■ Your goal ■
Skip the pictures and copy all the data that follows exactly.

■ Source data ■
Start of Block

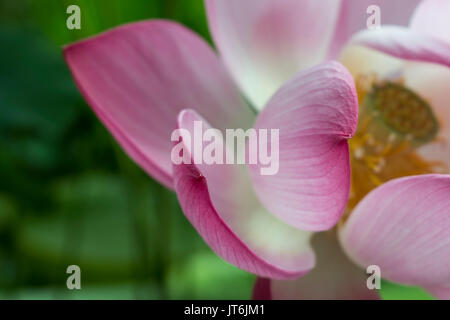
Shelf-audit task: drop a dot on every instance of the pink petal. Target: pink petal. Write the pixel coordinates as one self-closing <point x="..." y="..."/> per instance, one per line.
<point x="432" y="18"/>
<point x="404" y="228"/>
<point x="335" y="277"/>
<point x="315" y="112"/>
<point x="138" y="77"/>
<point x="219" y="202"/>
<point x="261" y="290"/>
<point x="405" y="44"/>
<point x="353" y="18"/>
<point x="265" y="42"/>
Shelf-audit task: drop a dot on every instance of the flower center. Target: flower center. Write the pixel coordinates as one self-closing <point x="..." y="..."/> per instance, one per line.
<point x="393" y="122"/>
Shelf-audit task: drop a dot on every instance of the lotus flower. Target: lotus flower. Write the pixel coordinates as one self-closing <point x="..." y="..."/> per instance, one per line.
<point x="349" y="193"/>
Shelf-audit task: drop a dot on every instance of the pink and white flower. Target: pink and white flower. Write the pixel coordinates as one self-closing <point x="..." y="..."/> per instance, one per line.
<point x="145" y="79"/>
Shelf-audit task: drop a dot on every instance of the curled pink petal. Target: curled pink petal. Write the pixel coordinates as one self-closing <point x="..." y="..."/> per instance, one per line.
<point x="315" y="112"/>
<point x="431" y="17"/>
<point x="403" y="227"/>
<point x="405" y="44"/>
<point x="334" y="277"/>
<point x="138" y="77"/>
<point x="265" y="42"/>
<point x="218" y="200"/>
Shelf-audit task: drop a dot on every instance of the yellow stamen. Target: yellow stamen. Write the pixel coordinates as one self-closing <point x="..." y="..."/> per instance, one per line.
<point x="394" y="121"/>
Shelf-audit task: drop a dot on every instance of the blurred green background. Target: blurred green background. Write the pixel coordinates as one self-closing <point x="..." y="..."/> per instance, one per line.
<point x="69" y="195"/>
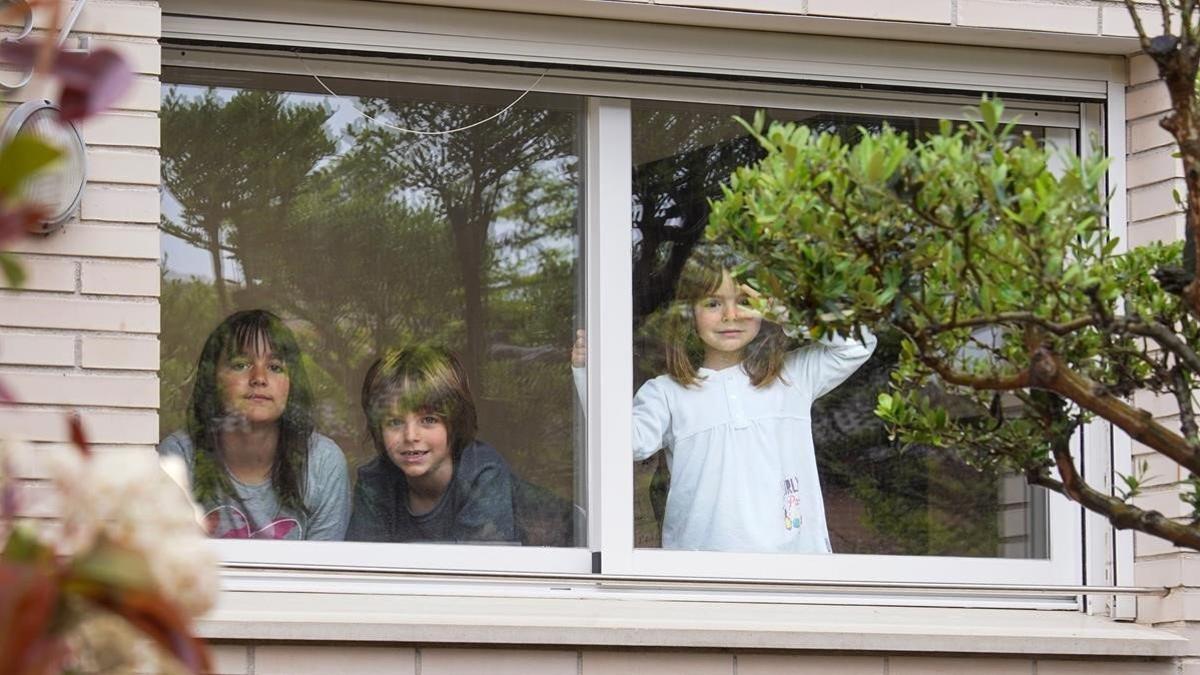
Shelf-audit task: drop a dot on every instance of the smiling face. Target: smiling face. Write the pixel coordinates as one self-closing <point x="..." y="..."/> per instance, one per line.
<point x="419" y="444"/>
<point x="253" y="384"/>
<point x="726" y="323"/>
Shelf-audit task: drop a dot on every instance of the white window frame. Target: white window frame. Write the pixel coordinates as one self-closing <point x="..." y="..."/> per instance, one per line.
<point x="607" y="263"/>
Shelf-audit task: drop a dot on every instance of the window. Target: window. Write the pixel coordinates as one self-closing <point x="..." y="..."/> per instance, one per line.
<point x="863" y="495"/>
<point x="450" y="261"/>
<point x="498" y="243"/>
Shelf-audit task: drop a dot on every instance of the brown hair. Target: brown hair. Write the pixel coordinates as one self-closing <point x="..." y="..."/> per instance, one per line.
<point x="421" y="378"/>
<point x="763" y="358"/>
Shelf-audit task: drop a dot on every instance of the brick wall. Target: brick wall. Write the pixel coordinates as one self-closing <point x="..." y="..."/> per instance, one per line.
<point x="83" y="333"/>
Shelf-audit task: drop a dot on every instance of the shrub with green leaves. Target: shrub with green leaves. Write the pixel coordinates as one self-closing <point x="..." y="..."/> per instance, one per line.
<point x="989" y="251"/>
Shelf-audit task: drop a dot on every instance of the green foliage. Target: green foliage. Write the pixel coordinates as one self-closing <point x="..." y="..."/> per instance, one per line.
<point x="982" y="246"/>
<point x="21" y="159"/>
<point x="357" y="236"/>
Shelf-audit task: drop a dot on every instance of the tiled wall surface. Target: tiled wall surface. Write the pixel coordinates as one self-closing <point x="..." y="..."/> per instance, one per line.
<point x="286" y="659"/>
<point x="84" y="332"/>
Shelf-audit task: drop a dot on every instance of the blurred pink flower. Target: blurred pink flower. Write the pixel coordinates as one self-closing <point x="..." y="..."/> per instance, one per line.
<point x="91" y="82"/>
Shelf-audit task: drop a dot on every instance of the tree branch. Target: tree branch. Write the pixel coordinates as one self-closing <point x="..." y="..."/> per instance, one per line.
<point x="1164" y="336"/>
<point x="1182" y="389"/>
<point x="1015" y="317"/>
<point x="1049" y="374"/>
<point x="1121" y="514"/>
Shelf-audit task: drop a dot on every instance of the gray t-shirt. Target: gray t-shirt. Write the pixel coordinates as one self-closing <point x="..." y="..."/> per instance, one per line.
<point x="256" y="513"/>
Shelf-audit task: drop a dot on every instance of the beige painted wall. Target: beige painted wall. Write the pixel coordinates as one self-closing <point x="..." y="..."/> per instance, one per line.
<point x="83" y="333"/>
<point x="1153" y="173"/>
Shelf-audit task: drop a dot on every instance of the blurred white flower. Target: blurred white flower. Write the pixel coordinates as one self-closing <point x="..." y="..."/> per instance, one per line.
<point x="131" y="500"/>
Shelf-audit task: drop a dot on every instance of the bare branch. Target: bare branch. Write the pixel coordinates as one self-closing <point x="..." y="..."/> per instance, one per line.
<point x="1164" y="336"/>
<point x="1181" y="387"/>
<point x="1120" y="514"/>
<point x="1050" y="374"/>
<point x="1017" y="317"/>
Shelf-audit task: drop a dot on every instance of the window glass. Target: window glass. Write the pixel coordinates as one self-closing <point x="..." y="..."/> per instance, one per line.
<point x="363" y="328"/>
<point x="730" y="466"/>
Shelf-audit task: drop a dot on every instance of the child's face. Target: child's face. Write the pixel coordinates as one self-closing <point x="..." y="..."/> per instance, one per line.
<point x="418" y="443"/>
<point x="726" y="323"/>
<point x="253" y="384"/>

End of Block

■ Solution to this task ■
Shelf-audit task: drop a dot on every instance of the pink petal. Target: pink petal. Write the pixel coordinates as one self-closing <point x="..." y="..."/> per instance, one per line.
<point x="432" y="18"/>
<point x="404" y="228"/>
<point x="335" y="277"/>
<point x="315" y="112"/>
<point x="138" y="77"/>
<point x="219" y="202"/>
<point x="261" y="290"/>
<point x="405" y="44"/>
<point x="353" y="18"/>
<point x="265" y="42"/>
Shelf-audit task: drop a dot on every instance of the flower center. Target: flower center. Write the pixel coordinates as one self-closing <point x="..." y="..."/> per instance, one per line.
<point x="393" y="122"/>
Shelf-audit task: drop a dot on every instance of the lotus flower. Target: lotus flower. Write the pixel coordinates as one self-closing <point x="..." y="..."/> per instance, one per line.
<point x="349" y="193"/>
Shelf-audit task: drop a dot on every instance of the pink and white flower. Target: pink and white flower. Write the pixel coordinates as one self-closing <point x="..." y="..."/> per instance, one per line.
<point x="145" y="79"/>
Shelf-audit task: drop a dot on every instance of the curled pink petal. Target: curled pink petal. Write the pixel coordinates as one self-closing <point x="..." y="..."/> per instance, one per line.
<point x="315" y="112"/>
<point x="431" y="17"/>
<point x="403" y="227"/>
<point x="405" y="44"/>
<point x="334" y="277"/>
<point x="138" y="77"/>
<point x="265" y="42"/>
<point x="218" y="200"/>
Shelf-audit task: drop a dot on every instance of the yellow stamen. Target: yellow stamen. Write the pixel coordinates as one self-closing <point x="..." y="..."/> per instance, one per line.
<point x="394" y="121"/>
Shelf-audit task: drop a dot on every instance of the blurred green background. Target: blurred green background. Write the pixel coordinates as one self-closing <point x="..." y="..."/> per instance, one per line.
<point x="69" y="195"/>
Shelf-audit task: drop a dot on every instance of the smiling face. Target: smiling face. Write the pixel coordinates as one self-closing <point x="..." y="..."/> per instance, one per line.
<point x="419" y="444"/>
<point x="253" y="384"/>
<point x="726" y="323"/>
Shelf-audit task: drop a dot on every instance of the white window frame. Target: white window frame. Write the pixel coordinates as one self-closing <point x="..." y="..."/> per instance, one per line.
<point x="607" y="263"/>
Shelf-audit task: drop a dot on every instance of the window. Target: window. Write the pixel coordinates as one self-closing <point x="..." y="..."/> per instance, one per line.
<point x="863" y="495"/>
<point x="450" y="261"/>
<point x="498" y="243"/>
Shelf-audit task: drop a dot on every instance of the brown hair. Target: brown hair. Write the pixel coordinates as one self-closing <point x="..." y="..."/> per instance, one per line.
<point x="421" y="378"/>
<point x="763" y="358"/>
Shelf-audit task: drop a dot on every instance of the brick wall. Target: brick wall. Write the pixel coordinates as one self-closing <point x="..." y="..."/> per instance, one per line.
<point x="83" y="333"/>
Shelf-audit task: drop a dot on every instance of the shrub with green leaves. Target: shrub with green leaves. Write the pixel coordinates as one self-closing <point x="..." y="..."/> per instance, one per line.
<point x="989" y="251"/>
Shelf-audit task: drop a dot on every instance of the green foliage. Target: green foliage. Write the pixel coordinates as one self-closing <point x="..." y="..."/> per instance, one per line.
<point x="982" y="246"/>
<point x="21" y="159"/>
<point x="357" y="236"/>
Shelf-audit task: drop a dot on every instance of the tiled wall surface. Target: tiled wall surface. Write the pixel coordinates as one self-closing <point x="..." y="..."/> per instance, one per line.
<point x="286" y="659"/>
<point x="84" y="332"/>
Shelf-audit task: drop a dot on every instance of the blurred pink flower. Target: blurred pink flower. Write the pixel coordinates as one self-closing <point x="..." y="..."/> per instance, one per line.
<point x="91" y="82"/>
Shelf-audit task: drop a dot on every instance of the tree branch. Target: tree branch. Write the pixel coordinates as one self-closing <point x="..." y="..."/> per instance, one per line.
<point x="1164" y="336"/>
<point x="1182" y="389"/>
<point x="1015" y="317"/>
<point x="1049" y="374"/>
<point x="1121" y="514"/>
Shelf-audit task: drop a dot on every instance of the gray t-shirt. Target: gray t-shirt. Write the pixel coordinates as one self-closing <point x="..." y="..."/> per instance, one per line.
<point x="256" y="513"/>
Shelf-audit task: drop a dot on every instance of the beige painted wall. Target: beige painted wall. Write the pixel coordinates as one self-closing <point x="..." y="..."/> per instance, one per line.
<point x="83" y="333"/>
<point x="1153" y="173"/>
Shelf-audit task: drop a dot on every instance of the blurred white flower. Target: blurred white flower. Write the pixel coordinates as one self-closing <point x="..." y="..."/> per instance, one per line.
<point x="131" y="500"/>
Shelf-audit task: drop a dot on every instance of the bare branch. Target: bare branch. Write the pixel coordinates as one self-closing <point x="..." y="..."/> per instance, one per line.
<point x="1164" y="336"/>
<point x="1181" y="387"/>
<point x="1120" y="514"/>
<point x="1050" y="374"/>
<point x="1017" y="317"/>
Shelf-audit task: drop a dot on every instance of the window glass. Target: window glass. Write the pixel coordinates as one self-closing <point x="..." y="..."/> per instance, one per line.
<point x="363" y="328"/>
<point x="730" y="466"/>
Shelf-audit task: drop a dot on every instance of the child's face. Target: child's face. Write the pixel coordinates as one self-closing <point x="..." y="..."/> per instance, one per line.
<point x="418" y="443"/>
<point x="726" y="323"/>
<point x="253" y="384"/>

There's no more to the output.